* PAGE EXCERPT *
"""
Run addpath_RRT.m to add repository to Matlab path.

Basic RRT implementations in 2D and 3D.

Uses RRT for swing-up of a simple pendulum. The RRT_pend.m matlab script will plot the RRT and output the control torques required. The RRT_pend_novisuals.m matlab script outputs the control torques required, without showing a plot. The RRT_pend_fromC.m matlab script saves the control torques from 'build-RRT_pend_C-Desktop_Qt_5_3_GCC_64bit-Debug/data.txt' into the matlab workspace. The data.txt file is generated from the C version of the RRT algorithm (source in 'RRT_pend_c'). The pend_sim_euler.slx is a simulink simulation of the simple pendulum. To use the simulink simulation, run either of the following first:

    >> control = RRT_pend;
            OR
    >> control = RRT_pend_novisuals;
            OR
    >> RRT_pend_fromC;      (after running the C code)
"""
* REQUIRED TASKS *
(a) Extract the passage of the RRT repository notes between "Uses RRT for" and "the C code)", inclusive.
(b) According to the RRT repository notes, why is RRT_pend_fromC run only after the C code? Explain in one to three sentences.
(c) Using the RRT repository notes, answer these questions:
(i) What does running addpath_RRT.m do?
(ii) Which script outputs the control torques without showing a plot?
(iii) What is pend_sim_euler.slx?

Records from a point labeling set
"""
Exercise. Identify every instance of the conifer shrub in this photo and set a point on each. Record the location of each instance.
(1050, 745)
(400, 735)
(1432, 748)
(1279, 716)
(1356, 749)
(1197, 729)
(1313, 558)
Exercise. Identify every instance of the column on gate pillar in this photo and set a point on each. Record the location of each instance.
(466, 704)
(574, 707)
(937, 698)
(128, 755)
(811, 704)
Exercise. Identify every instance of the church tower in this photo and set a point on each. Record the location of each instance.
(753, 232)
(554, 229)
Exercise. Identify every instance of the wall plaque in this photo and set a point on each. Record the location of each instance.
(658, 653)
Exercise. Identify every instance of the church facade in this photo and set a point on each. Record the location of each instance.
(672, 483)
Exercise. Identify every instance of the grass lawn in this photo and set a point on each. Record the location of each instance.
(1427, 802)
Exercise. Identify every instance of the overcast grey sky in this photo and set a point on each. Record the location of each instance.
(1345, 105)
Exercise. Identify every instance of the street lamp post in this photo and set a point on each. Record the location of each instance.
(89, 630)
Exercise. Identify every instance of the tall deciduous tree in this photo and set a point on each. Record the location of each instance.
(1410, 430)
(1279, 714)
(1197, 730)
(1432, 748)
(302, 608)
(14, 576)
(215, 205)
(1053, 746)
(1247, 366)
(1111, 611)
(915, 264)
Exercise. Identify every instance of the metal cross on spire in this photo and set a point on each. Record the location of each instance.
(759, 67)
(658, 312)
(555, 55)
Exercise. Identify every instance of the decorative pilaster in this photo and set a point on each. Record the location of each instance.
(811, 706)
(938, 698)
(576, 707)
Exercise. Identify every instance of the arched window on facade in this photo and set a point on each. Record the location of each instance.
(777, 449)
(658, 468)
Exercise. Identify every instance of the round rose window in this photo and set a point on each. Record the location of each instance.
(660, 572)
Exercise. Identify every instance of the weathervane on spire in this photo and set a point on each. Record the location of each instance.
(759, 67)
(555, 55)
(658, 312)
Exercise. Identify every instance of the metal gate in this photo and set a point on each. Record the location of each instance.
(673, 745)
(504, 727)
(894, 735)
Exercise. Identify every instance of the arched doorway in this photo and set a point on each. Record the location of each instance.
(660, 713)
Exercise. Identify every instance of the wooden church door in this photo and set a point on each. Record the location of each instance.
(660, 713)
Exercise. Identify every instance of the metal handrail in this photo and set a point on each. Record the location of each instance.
"""
* ANSWERS TO THE EXERCISES *
(a)
Uses RRT for swing-up of a simple pendulum. The RRT_pend.m matlab script will plot the RRT and output the control torques required. The RRT_pend_novisuals.m matlab script outputs the control torques required, without showing a plot. The RRT_pend_fromC.m matlab script saves the control torques from 'build-RRT_pend_C-Desktop_Qt_5_3_GCC_64bit-Debug/data.txt' into the matlab workspace. The data.txt file is generated from the C version of the RRT algorithm (source in 'RRT_pend_c'). The pend_sim_euler.slx is a simulink simulation of the simple pendulum. To use the simulink simulation, run either of the following first:

    >> control = RRT_pend;
            OR
    >> control = RRT_pend_novisuals;
            OR
    >> RRT_pend_fromC;      (after running the C code)

(b) RRT_pend_fromC loads the control torques from data.txt into the Matlab workspace. That data.txt file is produced by the C version of the RRT algorithm, so the C code must run first to generate it.

(c)
(i) It adds the repository to the Matlab path.
(ii) RRT_pend_novisuals.m.
(iii) A Simulink simulation of the simple pendulum.